Magic phase transitions in monitored gaussian fermions

TL;DR

This paper explores how continuous monitoring influences the nonstabilizerness (magic) of Gaussian fermionic systems, revealing a hidden complexity transition in subleading corrections that standard entanglement measures cannot detect.

Contribution

It introduces a scalable method to track magic in monitored fermionic systems and uncovers a novel measurement-induced complexity transition in subleading terms.

Findings

Leading volume-law magic remains robust across measurement rates.

A sharp transition occurs in subleading logarithmic corrections.

Magic diagnostics reveal hidden dynamical features not seen by entanglement.

* Required actions *
- a) List every finding given under "Findings" in the summary of magic phase transitions in monitored Gaussian fermions.
- b) Go on with the summary of magic phase transitions in monitored Gaussian fermions, starting after its last finding.

* Extracted data entries *

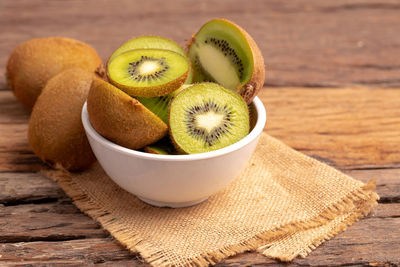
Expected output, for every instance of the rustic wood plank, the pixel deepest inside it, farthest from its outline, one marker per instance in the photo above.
(304, 43)
(33, 187)
(352, 247)
(347, 128)
(75, 252)
(17, 188)
(50, 222)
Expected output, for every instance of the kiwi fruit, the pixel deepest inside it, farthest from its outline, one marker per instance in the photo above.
(148, 72)
(122, 119)
(207, 117)
(152, 42)
(162, 147)
(223, 52)
(159, 105)
(56, 133)
(34, 62)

* Responses to the tasks *
- a)
- Leading volume-law magic remains robust across measurement rates.
- A sharp transition occurs in subleading logarithmic corrections.
- Magic diagnostics reveal hidden dynamical features not seen by entanglement.

- b)
Abstract

Monitored quantum systems, where unitary dynamics compete with continuous measurements, exhibit dynamical transitions as the measurement rate is varied. These reflect abrupt changes in the structure of the evolving wavefunction, captured by complementary complexity diagnostics that include and go beyond entanglement aspects. Here, we investigate how monitoring affects magic state resources, the nonstabilizerness, of Gaussian fermionic systems. Using scalable Majorana sampling techniques, we track the evolution of stabilizer R\'enyi entropies in large systems under projective measurements. While the leading extensive (volume-law) scaling of magic remains robust across all measurement rates, we uncover a sharp transition in the subleading logarithmic corrections. This measurement-induced complexity transition, invisible to standard entanglement probes, highlights the power of magic-based diagnostics in revealing hidden features of monitored many-body dynamics.